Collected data
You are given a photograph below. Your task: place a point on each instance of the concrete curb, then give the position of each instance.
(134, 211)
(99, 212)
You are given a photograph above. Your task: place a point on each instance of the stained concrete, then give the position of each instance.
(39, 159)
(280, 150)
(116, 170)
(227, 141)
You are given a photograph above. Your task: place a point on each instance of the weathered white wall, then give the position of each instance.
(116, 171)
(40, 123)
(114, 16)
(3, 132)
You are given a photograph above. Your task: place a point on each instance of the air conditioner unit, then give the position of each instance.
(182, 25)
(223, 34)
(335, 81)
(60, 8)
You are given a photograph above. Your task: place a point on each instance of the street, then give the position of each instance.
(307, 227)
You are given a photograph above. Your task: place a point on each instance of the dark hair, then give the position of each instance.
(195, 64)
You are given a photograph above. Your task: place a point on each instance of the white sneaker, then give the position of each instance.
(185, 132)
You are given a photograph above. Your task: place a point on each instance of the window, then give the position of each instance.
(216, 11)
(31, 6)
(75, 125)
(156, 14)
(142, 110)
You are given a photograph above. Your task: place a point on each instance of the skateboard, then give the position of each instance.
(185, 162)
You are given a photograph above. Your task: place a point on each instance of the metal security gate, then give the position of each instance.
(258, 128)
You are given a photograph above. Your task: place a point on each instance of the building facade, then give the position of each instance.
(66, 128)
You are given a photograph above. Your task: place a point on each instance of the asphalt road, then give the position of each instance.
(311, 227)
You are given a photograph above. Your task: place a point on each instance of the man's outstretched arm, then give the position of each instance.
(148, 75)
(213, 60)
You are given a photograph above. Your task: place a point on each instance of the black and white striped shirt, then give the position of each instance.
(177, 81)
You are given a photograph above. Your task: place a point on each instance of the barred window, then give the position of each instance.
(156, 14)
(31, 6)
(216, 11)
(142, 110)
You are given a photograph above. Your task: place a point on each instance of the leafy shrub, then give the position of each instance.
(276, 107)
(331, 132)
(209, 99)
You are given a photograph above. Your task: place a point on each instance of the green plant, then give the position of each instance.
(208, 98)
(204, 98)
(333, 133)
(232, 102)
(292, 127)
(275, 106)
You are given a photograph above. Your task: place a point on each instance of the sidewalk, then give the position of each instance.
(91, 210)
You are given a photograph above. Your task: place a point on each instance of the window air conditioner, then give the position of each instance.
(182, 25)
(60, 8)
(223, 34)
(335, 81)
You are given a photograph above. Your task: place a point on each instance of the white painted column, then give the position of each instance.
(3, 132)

■ **Exercise goal**
Copy every record above out again, word for word.

■ **Your response**
You are given a photograph below. Your task: place a point on each instance of the concrete curb, then give the position of each instance.
(134, 211)
(99, 212)
You are given a photograph above. Your task: place a point on each instance of the stained concrete, then give the position of each instance.
(39, 159)
(280, 150)
(116, 170)
(227, 141)
You are given a photograph above. Your task: place a point on each instance of the weathered white wall, then give the position of each instance.
(116, 171)
(40, 123)
(114, 16)
(3, 132)
You are given a photograph above. Your task: place a point on each instance of the air conditioner unit, then give the position of each instance.
(182, 25)
(223, 34)
(335, 81)
(60, 8)
You are given a photograph above. Your task: place a point on each instance of the street, then give the position of each instance.
(307, 227)
You are given a photograph above. Your task: place a point on each instance of the dark hair, then give the position of each instance.
(195, 64)
You are given a photograph above. Your task: place a point on each instance of the white sneaker, then give the position of each instance.
(185, 132)
You are given a photograph above. Your task: place a point on each instance of the window, then give the position of each instance.
(216, 11)
(31, 6)
(75, 125)
(156, 14)
(142, 110)
You are given a photograph above. Your task: place a point on each instance of the skateboard, then give the position of each instance.
(185, 162)
You are given a photograph above. Your task: place a point on each instance of the metal security gate, then give the position of each instance.
(258, 128)
You are given a photograph above. Your task: place a point on each instance of the building facade, then give the position of each instance.
(66, 128)
You are given a photograph above. Your task: place a point on each instance of the asphalt road, then give the position of each instance.
(311, 227)
You are given a photograph above. Your task: place a point on each instance of the man's outstretched arm, then give the position of each instance.
(148, 75)
(213, 60)
You are given a photograph above. Your task: place a point on each instance of the black and white striped shirt, then give the position of each instance.
(177, 81)
You are given a photograph above. Your task: place a point on each instance of the barred window, then give the position of each instance.
(156, 14)
(31, 6)
(216, 11)
(142, 110)
You are given a photograph above. Your task: place a point on each instance of the leafy shrub, then give the position of each instance.
(276, 107)
(331, 132)
(209, 99)
You are given a photograph above. Your task: place a point on each instance of the green plant, then give the position of each instance.
(208, 98)
(204, 98)
(333, 133)
(232, 102)
(292, 127)
(275, 106)
You are given a photograph above. Your task: place a point on each instance of the sidewalk, then give the position of each instance.
(91, 210)
You are given a photograph above. Your task: place a point on each instance of the window air conditioner, then give the position of each instance.
(182, 25)
(60, 8)
(223, 34)
(335, 81)
You are given a photograph above. Your task: place a point on each instance of the white painted column, then give the position of each instance.
(3, 132)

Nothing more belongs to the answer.